DIRECTION 1 = According to the passage on dachin-uma kasegi, how did Prince Oama's requisition of the fifty horses at Udahyoka help his side in the Jinshin War? Answer in one to three sentences.
DIRECTION 2 = In the passage on dachin-uma kasegi, where was a bashaku guild organized during the Muromachi period?
DIRECTION 3 = Pick up the passage on dachin-uma kasegi after its last sentence and keep writing.

Dachin-Uma Kasegi (駄賃馬稼)

Dachin-uma kasegi refers to an occupation in Japan before modern times that engaged in the transportation of freight and people by carrying them on horseback. Those engaged in this occupation were called a bashaku (shipping agent using horses) or mago (packhorse driver), while the horse was called a daba (packhorse), kasegiuma (horse for earning) or niuma (draft horse), and the transportation fee was called dachin (carriage charge).


From ancient times in Japan, horses have been an important mode of transportation. Prince Oama, who raised an army for the Jinshin War, encountered a procession of fifty horses carrying rice from Ise Province to Otsukyo at Udahyoka. He had the horses discharged and requisitioned as war-horses. Operations of this size give evidence to support the capability of the government of the time to have large-scale transportation (As a result of this requisition, the rebel troops on the Prince's side gained war-horses while simultaneously interrupting the delivery of provisions to the enemy's base in Otsukyo).

In the Ritsuryo system (a system of centralized government based on the ritsuryo code), a Kokushi (provincial governor) usually had nengu (land tax) delivered to the Japanese capital by requisitioning horses of local leaders, such as a Gunji (local magistrate) or wealthy families in exchange for dachin. Before long, however, a group called Shume emerged in Togoku (Kanto region) that engaged in transportation as a business, engaging in the safe transfer of such loads. Later on in other areas as well, farmers who engaged in transportation by utilizing their farm horses during the slack season increasingly concentrated on transportation.

As it became the Kamakura period, increased commercial activity caused the emergence of transportation groups called bashaku in Kinai (Kinki region) as well. During the Muromachi period, a bashaku guild was organized in Yagi, Yamato Province (present Kashihara City, Nara Prefecture), and similar occupations prevailed in various areas. During the Sengoku period (period of Warring States), in order to secure their own means of transportation and communication, Sengoku daimyo (Japanese territorial lord in the Sengoku period) imposed duties such as posts and provisions on carriers in exchange for permission to use Dachin-uma kasegi.

EXTRACTED MATERIAL =

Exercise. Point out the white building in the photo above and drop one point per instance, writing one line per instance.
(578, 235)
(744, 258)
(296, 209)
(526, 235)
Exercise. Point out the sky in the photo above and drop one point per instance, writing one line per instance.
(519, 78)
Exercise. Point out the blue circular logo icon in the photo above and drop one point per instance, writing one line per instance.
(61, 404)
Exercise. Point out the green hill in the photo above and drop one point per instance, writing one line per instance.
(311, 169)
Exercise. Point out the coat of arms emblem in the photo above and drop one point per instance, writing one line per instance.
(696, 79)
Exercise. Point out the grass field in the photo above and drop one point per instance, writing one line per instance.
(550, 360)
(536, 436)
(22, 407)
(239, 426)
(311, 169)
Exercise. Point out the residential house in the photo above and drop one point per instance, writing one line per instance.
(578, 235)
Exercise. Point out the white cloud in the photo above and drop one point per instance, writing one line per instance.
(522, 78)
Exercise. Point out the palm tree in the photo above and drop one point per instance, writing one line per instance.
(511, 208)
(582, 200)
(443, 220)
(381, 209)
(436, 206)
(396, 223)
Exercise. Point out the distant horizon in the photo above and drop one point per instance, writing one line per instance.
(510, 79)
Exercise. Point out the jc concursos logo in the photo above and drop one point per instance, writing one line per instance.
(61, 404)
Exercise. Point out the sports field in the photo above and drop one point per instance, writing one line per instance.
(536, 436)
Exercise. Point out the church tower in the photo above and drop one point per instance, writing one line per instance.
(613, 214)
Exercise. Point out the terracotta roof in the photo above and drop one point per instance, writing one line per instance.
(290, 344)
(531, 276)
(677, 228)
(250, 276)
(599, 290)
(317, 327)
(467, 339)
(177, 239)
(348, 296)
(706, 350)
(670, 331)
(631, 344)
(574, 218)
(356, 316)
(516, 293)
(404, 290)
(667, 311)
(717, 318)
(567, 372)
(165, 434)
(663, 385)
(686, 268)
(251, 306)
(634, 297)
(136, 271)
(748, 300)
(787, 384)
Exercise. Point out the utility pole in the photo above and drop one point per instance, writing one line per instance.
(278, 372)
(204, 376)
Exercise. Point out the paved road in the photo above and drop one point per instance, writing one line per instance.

EXPECTED OUTPUT 1 = The requisition gave the Prince's rebel troops war-horses. It also cut off the rice those horses were carrying from Ise Province to Otsukyo, so provisions could not reach the enemy's base there.

EXPECTED OUTPUT 2 = In Yagi, Yamato Province, which is present-day Kashihara City in Nara Prefecture.

EXPECTED OUTPUT 3 =
As it became the Edo period, the Edo bakufu (in 1602 and 1711 by the feudal government), along with various domains set out to eliminate malicious businesses by setting an official carriage charge. Neighboring carriers cooperated to improve the efficiency of transportation as well.

Even as it became the Meiji period, transportation by horses was still valued, and an establishment of a 'land transportation company' was encouraged by the new government. Before long, however, the use of Dachin uma-kasegi declined with the construction of railways.

Horses remained as a means of logistic transportation for armies in various nations across the world until World War II. During the war, only US forces did not conduct coummuncations using horses as a form of transportation.


Since a horse was the most important means of transportation before modern times, swift horses (shunme) were usually reserved for military or government use, and the daba used for transportation were poor quality horses that were unable to run fast while carrying a person.
This is how inferior horses of poor quality came to be generally referred to as 'daba.'

In the past, when a mago (packhorse driver) went to pick up packages to transport at the request of a warehouse merchant in a distant town, they would often accept another package from someone else to transport on the way, gaining dachin and earning small money.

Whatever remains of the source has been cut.